__What needs to be done__.
Copy out exactly the lines from the one containing "[point] every instance of the narrow" to the end of the records below, both included, and nothing else.

__Extracted records__.

# # #

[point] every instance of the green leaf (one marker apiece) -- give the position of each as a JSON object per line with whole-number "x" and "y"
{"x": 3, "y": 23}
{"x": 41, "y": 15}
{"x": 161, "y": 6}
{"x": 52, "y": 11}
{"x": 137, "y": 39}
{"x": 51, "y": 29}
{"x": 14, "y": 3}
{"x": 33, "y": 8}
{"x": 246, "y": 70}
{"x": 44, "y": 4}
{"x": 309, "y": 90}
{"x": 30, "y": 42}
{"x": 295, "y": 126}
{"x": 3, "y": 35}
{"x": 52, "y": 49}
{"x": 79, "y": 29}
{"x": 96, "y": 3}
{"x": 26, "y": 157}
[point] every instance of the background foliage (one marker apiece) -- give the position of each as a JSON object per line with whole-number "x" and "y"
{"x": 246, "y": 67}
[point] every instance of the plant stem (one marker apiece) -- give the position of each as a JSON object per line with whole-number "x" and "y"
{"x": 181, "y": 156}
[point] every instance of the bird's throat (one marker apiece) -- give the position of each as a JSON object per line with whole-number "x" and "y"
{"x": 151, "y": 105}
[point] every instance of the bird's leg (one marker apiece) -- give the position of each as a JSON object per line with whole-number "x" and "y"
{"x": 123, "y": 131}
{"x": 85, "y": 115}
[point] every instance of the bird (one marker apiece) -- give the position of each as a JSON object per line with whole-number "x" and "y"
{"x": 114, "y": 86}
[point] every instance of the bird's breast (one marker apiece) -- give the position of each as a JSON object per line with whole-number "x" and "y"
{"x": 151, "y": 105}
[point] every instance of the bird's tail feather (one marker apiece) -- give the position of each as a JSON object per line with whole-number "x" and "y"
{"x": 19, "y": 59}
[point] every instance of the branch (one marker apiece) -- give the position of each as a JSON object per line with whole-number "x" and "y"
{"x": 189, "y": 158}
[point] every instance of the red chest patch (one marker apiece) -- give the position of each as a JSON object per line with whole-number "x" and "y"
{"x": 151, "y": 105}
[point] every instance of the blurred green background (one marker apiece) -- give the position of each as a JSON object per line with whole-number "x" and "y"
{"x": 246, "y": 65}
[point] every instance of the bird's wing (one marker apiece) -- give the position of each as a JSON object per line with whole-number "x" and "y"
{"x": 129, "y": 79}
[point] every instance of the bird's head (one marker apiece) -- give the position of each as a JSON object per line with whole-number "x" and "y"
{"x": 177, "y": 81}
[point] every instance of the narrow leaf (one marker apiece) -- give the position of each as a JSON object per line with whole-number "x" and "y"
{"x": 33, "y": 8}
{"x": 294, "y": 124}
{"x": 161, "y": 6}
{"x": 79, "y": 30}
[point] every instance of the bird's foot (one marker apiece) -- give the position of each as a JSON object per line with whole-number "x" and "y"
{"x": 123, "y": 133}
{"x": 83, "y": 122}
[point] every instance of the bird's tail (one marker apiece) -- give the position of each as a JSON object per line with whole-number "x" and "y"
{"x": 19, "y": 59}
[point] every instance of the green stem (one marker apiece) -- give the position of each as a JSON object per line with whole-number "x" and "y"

# # #

__Correct answer__.
[point] every instance of the narrow leaf (one marker apiece) -- give the position of each as a JSON object per line with whole-number "x" and "y"
{"x": 33, "y": 8}
{"x": 294, "y": 124}
{"x": 161, "y": 6}
{"x": 79, "y": 30}
[point] every instance of the bird's foot (one marker apiece) -- give the position of each as a JSON object per line with whole-number "x" and "y"
{"x": 123, "y": 133}
{"x": 83, "y": 122}
[point] every instance of the bird's tail (one marker apiece) -- give the position of each as a JSON object per line with whole-number "x" and "y"
{"x": 19, "y": 59}
[point] every instance of the green stem (one marker apiece) -- give the position of each as a JSON object per line with whole-number "x" and "y"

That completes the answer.